# Work task
An exact copy of every entry is the answer here, with no pictures.

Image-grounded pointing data
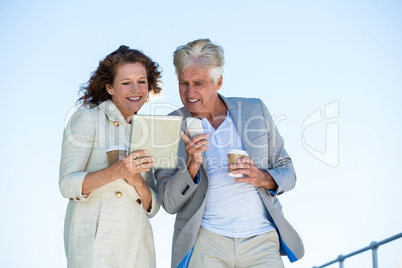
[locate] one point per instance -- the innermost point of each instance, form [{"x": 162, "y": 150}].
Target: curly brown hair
[{"x": 94, "y": 91}]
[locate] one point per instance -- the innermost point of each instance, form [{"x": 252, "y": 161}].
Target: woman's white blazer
[{"x": 109, "y": 227}]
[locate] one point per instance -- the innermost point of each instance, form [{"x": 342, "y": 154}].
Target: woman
[{"x": 107, "y": 224}]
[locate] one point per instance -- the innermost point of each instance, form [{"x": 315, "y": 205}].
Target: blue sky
[{"x": 299, "y": 57}]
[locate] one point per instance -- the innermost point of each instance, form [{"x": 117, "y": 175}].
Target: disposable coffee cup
[
  {"x": 114, "y": 152},
  {"x": 233, "y": 156}
]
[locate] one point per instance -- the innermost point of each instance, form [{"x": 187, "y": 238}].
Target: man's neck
[{"x": 217, "y": 116}]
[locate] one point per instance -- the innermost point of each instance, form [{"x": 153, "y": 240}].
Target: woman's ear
[{"x": 109, "y": 89}]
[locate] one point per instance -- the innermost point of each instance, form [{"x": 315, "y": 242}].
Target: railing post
[
  {"x": 374, "y": 246},
  {"x": 340, "y": 260}
]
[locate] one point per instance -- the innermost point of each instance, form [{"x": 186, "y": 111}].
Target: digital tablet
[{"x": 159, "y": 135}]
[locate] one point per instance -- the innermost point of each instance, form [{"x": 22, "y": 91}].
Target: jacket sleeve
[
  {"x": 78, "y": 139},
  {"x": 155, "y": 205},
  {"x": 280, "y": 164}
]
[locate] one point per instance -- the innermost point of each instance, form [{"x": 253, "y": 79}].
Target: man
[{"x": 222, "y": 221}]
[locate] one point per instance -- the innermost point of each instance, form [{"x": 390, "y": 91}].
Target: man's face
[{"x": 198, "y": 92}]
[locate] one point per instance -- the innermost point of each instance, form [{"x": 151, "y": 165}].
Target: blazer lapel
[{"x": 239, "y": 120}]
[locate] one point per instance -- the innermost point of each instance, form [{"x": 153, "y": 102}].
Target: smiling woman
[
  {"x": 110, "y": 199},
  {"x": 130, "y": 88}
]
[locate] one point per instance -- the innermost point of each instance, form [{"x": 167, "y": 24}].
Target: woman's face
[{"x": 130, "y": 88}]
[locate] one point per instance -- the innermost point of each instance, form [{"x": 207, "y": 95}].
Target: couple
[{"x": 221, "y": 221}]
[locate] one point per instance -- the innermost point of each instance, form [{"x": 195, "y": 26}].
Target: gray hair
[{"x": 204, "y": 54}]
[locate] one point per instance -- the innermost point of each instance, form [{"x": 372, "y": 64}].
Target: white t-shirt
[{"x": 232, "y": 209}]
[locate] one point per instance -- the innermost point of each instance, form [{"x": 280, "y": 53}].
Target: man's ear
[{"x": 219, "y": 83}]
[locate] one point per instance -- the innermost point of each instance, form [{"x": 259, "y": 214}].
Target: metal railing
[{"x": 373, "y": 246}]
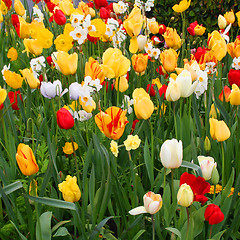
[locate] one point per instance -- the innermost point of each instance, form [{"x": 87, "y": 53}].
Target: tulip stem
[{"x": 153, "y": 227}]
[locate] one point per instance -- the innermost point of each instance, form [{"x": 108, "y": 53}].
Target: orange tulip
[
  {"x": 112, "y": 122},
  {"x": 26, "y": 160}
]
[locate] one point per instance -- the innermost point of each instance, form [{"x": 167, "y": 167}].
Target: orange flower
[{"x": 112, "y": 122}]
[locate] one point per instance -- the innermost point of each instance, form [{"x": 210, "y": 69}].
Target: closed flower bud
[
  {"x": 70, "y": 189},
  {"x": 26, "y": 160},
  {"x": 171, "y": 153},
  {"x": 185, "y": 195}
]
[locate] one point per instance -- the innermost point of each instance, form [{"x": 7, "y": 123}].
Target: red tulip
[
  {"x": 198, "y": 185},
  {"x": 234, "y": 77},
  {"x": 64, "y": 119},
  {"x": 213, "y": 214},
  {"x": 14, "y": 99}
]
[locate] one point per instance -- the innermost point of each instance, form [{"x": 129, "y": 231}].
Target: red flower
[
  {"x": 226, "y": 90},
  {"x": 213, "y": 214},
  {"x": 152, "y": 90},
  {"x": 198, "y": 185},
  {"x": 14, "y": 99},
  {"x": 64, "y": 119},
  {"x": 234, "y": 77}
]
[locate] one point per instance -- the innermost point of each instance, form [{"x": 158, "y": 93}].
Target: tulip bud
[
  {"x": 215, "y": 176},
  {"x": 185, "y": 195},
  {"x": 207, "y": 144},
  {"x": 222, "y": 22}
]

# Task output
[locate] one point per instance -- the innermost point of each instance, form [{"x": 162, "y": 150}].
Target: curly brown hair
[{"x": 94, "y": 91}]
[locate] one point per instance -- the innermost point of each instance, form [{"x": 252, "y": 161}].
Target: woman's white blazer
[{"x": 109, "y": 227}]
[locate] one point per instance -- the innermost point of each instance, form [{"x": 342, "y": 154}].
Target: woman
[{"x": 107, "y": 224}]
[locate] one point per instance -- the innermost point of each instance, form [{"x": 315, "y": 205}].
Target: blue sky
[{"x": 299, "y": 57}]
[locate] one point per instance -- the innermost point of each instance, form [{"x": 117, "y": 175}].
Target: disposable coffee cup
[
  {"x": 114, "y": 152},
  {"x": 233, "y": 156}
]
[locate] one point per instance -- the innermost point of each instance, form [{"x": 187, "y": 238}].
Target: man's neck
[{"x": 217, "y": 116}]
[locate] one point per instance -- the innermost point of each instance, form [{"x": 153, "y": 240}].
Target: woman's ear
[{"x": 109, "y": 89}]
[locate] one point per instance -- the innermost point of each instance, form [{"x": 315, "y": 242}].
Target: railing post
[
  {"x": 374, "y": 246},
  {"x": 340, "y": 260}
]
[locate] one point per instance -- the innermost point of each instance, form [{"x": 186, "y": 111}].
Target: digital tablet
[{"x": 159, "y": 135}]
[locate] one point per instance -- the innermost point of each instance, form [{"x": 22, "y": 91}].
Target: jacket sleeve
[
  {"x": 78, "y": 139},
  {"x": 155, "y": 205},
  {"x": 280, "y": 164}
]
[locate] one point per instance -- the innermost point of each instance, form [{"x": 253, "y": 79}].
Target: man
[{"x": 222, "y": 221}]
[locate] one point per instance -- the innermost point of each instance, form [{"x": 390, "y": 91}].
Target: man's face
[{"x": 198, "y": 92}]
[locate] one point per instance -- the innermost point of each instance, form [{"x": 151, "y": 165}].
Target: blazer lapel
[{"x": 239, "y": 120}]
[locate] one point per instance -- the innermost point of each instance, form [{"x": 153, "y": 102}].
Target: smiling woman
[
  {"x": 110, "y": 199},
  {"x": 130, "y": 88}
]
[locate] one point per instance -- the innermost point of each instance, form [{"x": 167, "y": 24}].
Target: woman's face
[{"x": 130, "y": 88}]
[locate] one point per instance -- the innermost point of each instance, form [{"x": 207, "y": 95}].
Target: couple
[{"x": 221, "y": 221}]
[locate] one point per instance -- the innermost point of each instance, form [{"x": 195, "y": 26}].
Target: gray hair
[{"x": 204, "y": 54}]
[locate] one point per instance -- the innermost point of each instance, form [{"x": 372, "y": 64}].
Target: white t-shirt
[{"x": 232, "y": 209}]
[locate] one point per instance -- the innermost point of each instance, form [{"x": 280, "y": 53}].
Target: man's ear
[{"x": 219, "y": 83}]
[locate] one point per instance -- the innermost point of each instance, form [{"x": 259, "y": 214}].
Target: metal railing
[{"x": 373, "y": 246}]
[locate] one point per instance -- the innermost point of each instance, form [{"x": 87, "y": 53}].
Target: tulip stem
[{"x": 153, "y": 227}]
[locate] one point per instance -- the innermost point of each instance, form [{"x": 108, "y": 53}].
Target: orange tulip
[
  {"x": 112, "y": 122},
  {"x": 26, "y": 160}
]
[locate] one point per instance -- the innermost point of each instance, form [{"x": 167, "y": 167}].
Target: orange flower
[{"x": 112, "y": 122}]
[locate] one point per instance -- the innermost point of each instance, form [{"x": 210, "y": 69}].
Target: closed flower bud
[
  {"x": 70, "y": 189},
  {"x": 26, "y": 160},
  {"x": 171, "y": 153},
  {"x": 185, "y": 195}
]
[locate] one point per instance -- the innermost point of each instance, form [{"x": 7, "y": 123}].
Target: red tulip
[
  {"x": 198, "y": 185},
  {"x": 234, "y": 77},
  {"x": 64, "y": 119},
  {"x": 213, "y": 214},
  {"x": 14, "y": 99}
]
[locate] one point per instance -- the innermost point of each instance, form [{"x": 129, "y": 231}].
Target: red flower
[
  {"x": 226, "y": 90},
  {"x": 213, "y": 214},
  {"x": 152, "y": 90},
  {"x": 198, "y": 185},
  {"x": 14, "y": 99},
  {"x": 64, "y": 119},
  {"x": 234, "y": 77}
]
[locate] one point per instance -- the innermost point of each instance, form [{"x": 158, "y": 93}].
Target: tulip bud
[
  {"x": 215, "y": 176},
  {"x": 185, "y": 195},
  {"x": 207, "y": 144},
  {"x": 222, "y": 22}
]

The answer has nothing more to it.